__SET EXERCISE 1__: Print every line of the extracted data listing below without any changes.

__PASSAGE TO READ__:

One more question here. Marcelo Motta, JPMorgan.

Mariangela de Castro

Analysts
#40

A quick question. If you could mention the dilution of the G&A, the selling, Ricardo said that it increased. There wasn't a dilution this year. So I want to know if this focus here in net sales, if the level will continue above what we saw in '23 and '24. In terms of G&A, there has been a constant dilution. Do you think you have already been able to use this line here.

Paulo Henrique De Sousa

Executives
#41

Well, the growth in revenue always comes with a benefit, right? Although it's not the main focus, but it generates opportunities. The -- it ends up impacting the gain in efficiency.

Ricardo Valadares Gontijo

Executives
#42

To add here to the commercial expenses, I don't think they should have an increment even with a search for an increase in net sales, we shouldn't expect that the increment of a net sales should be accompanied in the increase of commercial expenses, but the reduction of the level of commercial expenses as a proportion of revenue shouldn't happen, it should generate in the level that we delivered in '26. When we talk about G&A, we also had an expressive reduction in the last 2 years. We went below 6% of the revenue. And when we look from here on the pace of revenue growth will occur in proportion that is lower than in the last 2 years, our revenue grew in the last 5 years, grew every year. And so here, we show you the vision, the cash generation should happen. This cash generation occurred because of events, the market consider nonrecurrent. And with the reduction of the pace of revenue growth has reached the sales, will also has as a consequence, an increase in cash generation. So it's probable that the G&A as a proportion of revenue will remain at levels that are close that we had in the second semester last year. The pace would tend to reduce from here on. I don't think there is room for so much change looking from here on for so many -- so much dilution.

Andre Damiao

Executives
#43

We have no more questions here. No more hands raised. So I would like to close our Q&A session and also thank you for your participation. And also, we are at your disposal for any questions you might have. To close our earnings release of the 4Q '25, I'll give the floor to Ricardo.

Ricardo Valadares Gontijo

Executives
#44

I would like to thank you for your participation. Your Q&A was very, very wealthy, we were able to answer very important questions. I would like to use the occasion to thank our team. We are very satisfied with the results we've been able to deliver and we see several opportunities to continue with this journey here with constant improvements. There are a lot of things here in the loop that we want to do, and we will translate this in improvement in performance. Thank you very much, everybody, and have a very good day. [Statements in English on this transcript were spoken by an interpreter present on the live call.]

(Extracted data listing)
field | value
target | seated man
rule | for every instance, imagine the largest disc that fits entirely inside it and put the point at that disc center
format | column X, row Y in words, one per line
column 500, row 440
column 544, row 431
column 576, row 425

__SET EXERCISE 2__: Output the part of the earnings call transcript starting with "We have no more" and going on through "floor to Ricardo.", copied word for word.

__FINAL RESULT 1__:
field | value
target | seated man
rule | for every instance, imagine the largest disc that fits entirely inside it and put the point at that disc center
format | column X, row Y in words, one per line
column 500, row 440
column 544, row 431
column 576, row 425

__FINAL RESULT 2__:
We have no more questions here. No more hands raised. So I would like to close our Q&A session and also thank you for your participation. And also, we are at your disposal for any questions you might have. To close our earnings release of the 4Q '25, I'll give the floor to Ricardo.